▶ **Task brief**: A faithful copy of each entry below is expected, with the images removed.

▶ **Data supplied**:
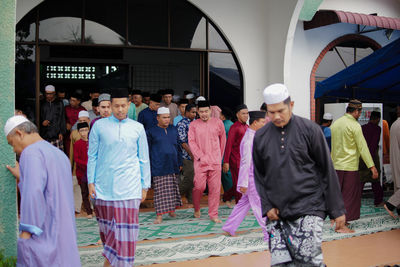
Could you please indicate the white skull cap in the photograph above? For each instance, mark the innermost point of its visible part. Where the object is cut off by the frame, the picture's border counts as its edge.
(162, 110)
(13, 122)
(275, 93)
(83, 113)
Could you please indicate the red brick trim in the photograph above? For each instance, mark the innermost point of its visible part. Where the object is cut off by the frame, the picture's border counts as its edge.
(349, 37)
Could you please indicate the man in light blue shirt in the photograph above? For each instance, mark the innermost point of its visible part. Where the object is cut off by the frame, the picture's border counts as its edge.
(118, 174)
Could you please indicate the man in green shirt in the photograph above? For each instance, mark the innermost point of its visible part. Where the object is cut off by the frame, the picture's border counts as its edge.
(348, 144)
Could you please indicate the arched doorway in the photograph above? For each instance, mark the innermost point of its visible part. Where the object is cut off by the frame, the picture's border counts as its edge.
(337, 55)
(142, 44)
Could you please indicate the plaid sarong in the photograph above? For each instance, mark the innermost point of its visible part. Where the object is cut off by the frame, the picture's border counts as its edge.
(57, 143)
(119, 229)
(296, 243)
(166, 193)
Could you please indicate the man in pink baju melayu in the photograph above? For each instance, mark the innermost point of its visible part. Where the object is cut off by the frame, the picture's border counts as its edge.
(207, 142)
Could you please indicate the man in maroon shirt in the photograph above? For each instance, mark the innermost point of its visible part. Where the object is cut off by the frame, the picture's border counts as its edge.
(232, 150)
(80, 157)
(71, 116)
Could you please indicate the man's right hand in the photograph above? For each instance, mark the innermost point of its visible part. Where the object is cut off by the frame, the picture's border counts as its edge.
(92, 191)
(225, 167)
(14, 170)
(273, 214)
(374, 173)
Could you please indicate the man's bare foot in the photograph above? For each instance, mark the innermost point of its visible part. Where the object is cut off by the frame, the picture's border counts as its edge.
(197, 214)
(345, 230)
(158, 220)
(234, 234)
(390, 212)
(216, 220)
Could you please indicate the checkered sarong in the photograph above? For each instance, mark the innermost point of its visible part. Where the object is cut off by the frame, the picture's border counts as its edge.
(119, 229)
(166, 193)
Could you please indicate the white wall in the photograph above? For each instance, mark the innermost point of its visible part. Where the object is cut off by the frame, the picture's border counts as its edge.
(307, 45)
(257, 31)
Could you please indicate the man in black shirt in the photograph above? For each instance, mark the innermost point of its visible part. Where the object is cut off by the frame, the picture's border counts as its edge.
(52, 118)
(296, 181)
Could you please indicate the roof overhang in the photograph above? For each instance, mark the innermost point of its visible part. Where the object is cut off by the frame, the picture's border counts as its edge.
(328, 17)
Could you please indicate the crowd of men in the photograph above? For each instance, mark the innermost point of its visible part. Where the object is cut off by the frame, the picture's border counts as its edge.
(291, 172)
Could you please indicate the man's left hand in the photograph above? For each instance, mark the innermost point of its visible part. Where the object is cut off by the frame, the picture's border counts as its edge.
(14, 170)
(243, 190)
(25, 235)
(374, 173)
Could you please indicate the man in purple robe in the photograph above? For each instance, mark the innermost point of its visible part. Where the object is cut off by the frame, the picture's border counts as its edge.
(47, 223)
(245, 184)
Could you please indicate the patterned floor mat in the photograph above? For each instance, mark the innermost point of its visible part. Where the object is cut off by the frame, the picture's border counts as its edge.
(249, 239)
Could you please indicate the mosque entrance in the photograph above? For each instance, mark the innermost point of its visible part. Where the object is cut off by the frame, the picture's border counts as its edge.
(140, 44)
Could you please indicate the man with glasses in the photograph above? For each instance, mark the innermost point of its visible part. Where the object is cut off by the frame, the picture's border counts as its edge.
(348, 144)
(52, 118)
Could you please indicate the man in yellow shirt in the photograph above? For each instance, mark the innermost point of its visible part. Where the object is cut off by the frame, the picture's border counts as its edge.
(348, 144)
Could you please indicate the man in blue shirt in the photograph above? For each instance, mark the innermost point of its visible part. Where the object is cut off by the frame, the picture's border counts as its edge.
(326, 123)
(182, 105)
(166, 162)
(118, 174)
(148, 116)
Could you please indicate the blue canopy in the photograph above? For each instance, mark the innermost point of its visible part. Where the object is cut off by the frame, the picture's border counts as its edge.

▶ **Task answer**:
Could you please indicate the white skull cap in the photograph above? For each instance, mark the innermost point of its visible part. Where the object is cut off by the frame, the picture's border counts as its edge.
(162, 110)
(13, 122)
(275, 93)
(83, 113)
Could you please indicate the red brick trim in the photograph above? For each instance, mark the innermost point of its visible part. Where the object is cut off by the frame, the picture's border counts as its edge.
(349, 37)
Could you please indicate the man in light blue shirt in the photograph above? For each instance, mark the innermost point of its visible part. Where the object is cut off by the frame, the picture's border counts as its edge.
(118, 174)
Could you please indicate the man in green shirt in the photograph above? For each instance, mark the innermost point of its visible part. Where the object is cut off by the frame, the picture's border counts as its edge.
(348, 144)
Could you please indicate the arched doorway in the photograph above? For each instance, mark the innermost point of its visible part. Where the object is cut off by the frame, the picture's border counts as its edge.
(337, 55)
(142, 44)
Could you please indicate the plaid sarong in the photograph above? For each instance, mark the innermost point of its visible part. Where the object is cut off by the frame, the picture's border counts as its edge.
(57, 143)
(119, 229)
(296, 243)
(166, 193)
Could you please indicate the man in pink baju melayu in the photograph above? For each instance, mark the innermost point of its visible part. Where the object is cut off by the frame, the picture's border counts as its edge.
(207, 142)
Could you please indicate the man in maroon shirt in the photograph above? For each instance, mark the innermost point of its visible part. Where the object is cut off by the frame, the picture's border counts as its edge.
(232, 150)
(80, 157)
(71, 116)
Could you please indicate the man's right hand in the photograph above? For each instance, mark the innermost point of its visible part. Where the object is cut off by the frame, the picture's border counts as its edge.
(92, 191)
(225, 167)
(14, 170)
(273, 214)
(374, 173)
Could you please indicate the man's bare foot in the photograph above? For each instance, mark the innermost point of its visible part. Where the object is cut off by the frame, the picture's border counts as its edge.
(197, 214)
(345, 230)
(158, 220)
(234, 234)
(390, 212)
(216, 220)
Could you please indicate the checkered sarong in the photograph above? For each instance, mark the innermost point of its visible part. Where the object is cut off by the frame, the picture's border counts as its edge.
(119, 229)
(166, 193)
Could you please indicate the white wall in the photograph above? For each instance, mark the innermost point of its visible part. Where the object is cut off by the frame, the picture's border counts as its edge.
(307, 45)
(257, 31)
Could you please indicate the man in black shirt in the photograph above? For each instance, mark the innermost point of its visible part. Where the object is cut off by the frame, the picture's border counts as its edge.
(52, 118)
(296, 181)
Could you please indicate the roof overhang in the photograph above? For each instance, mark the innermost point of its visible part. Where the object is cut off by the frame, the picture's border counts as its edge.
(328, 17)
Could you please indicate the crowd of men in the photograph above? For each instance, mark the innermost point of its visible part. Where the object is cut off by the frame, the picture's border counts as its edge.
(291, 172)
Could you please indicate the man's left hand in the photograph above? For each instance, mark the innermost point of its visible part. Where the object is cut off by the frame, the picture's border counts as its edge.
(14, 170)
(243, 190)
(25, 235)
(374, 173)
Could you please indicate the man in purple robe in the photograph above? For each instance, mark the innermost point of its visible part. Where the object is cut off by the frame, the picture's border counts as its edge.
(47, 223)
(245, 184)
Could you please indicate the patterned floor mat in the photograph above? For each instance, mark the innermost point of its visible part. Where the object is cut off by the frame, the picture's border counts as its edge.
(249, 239)
Could you please indicate the mosque entrance in the photograph above? For each instance, mark the innermost point of its visible part. Where the object is cut off by the frame, the picture's border counts as its edge.
(140, 44)
Could you please indicate the man with glasses in the photograph above? For each instance, mark the innermost point of its visible part. Where the object is cut off by the frame, the picture's border counts as its edge.
(348, 144)
(52, 118)
Could you please indicate the man in yellow shirt in the photograph above? For each instance, mark the innermost point of its visible part. Where the object is cut off by the frame, the picture's border counts as its edge.
(348, 144)
Could you please indicate the man in blue shirt in the photograph above? For each instance, mark the innermost point of its visible part. Where the object is cut off by the frame, the picture's border counts as its edge.
(326, 123)
(182, 105)
(166, 162)
(118, 174)
(148, 116)
Could you please indicate the blue canopy in the photograph above? For each instance, mark the innermost point of its visible part. Where the object is cut off by the frame, the picture's border counts as its edge.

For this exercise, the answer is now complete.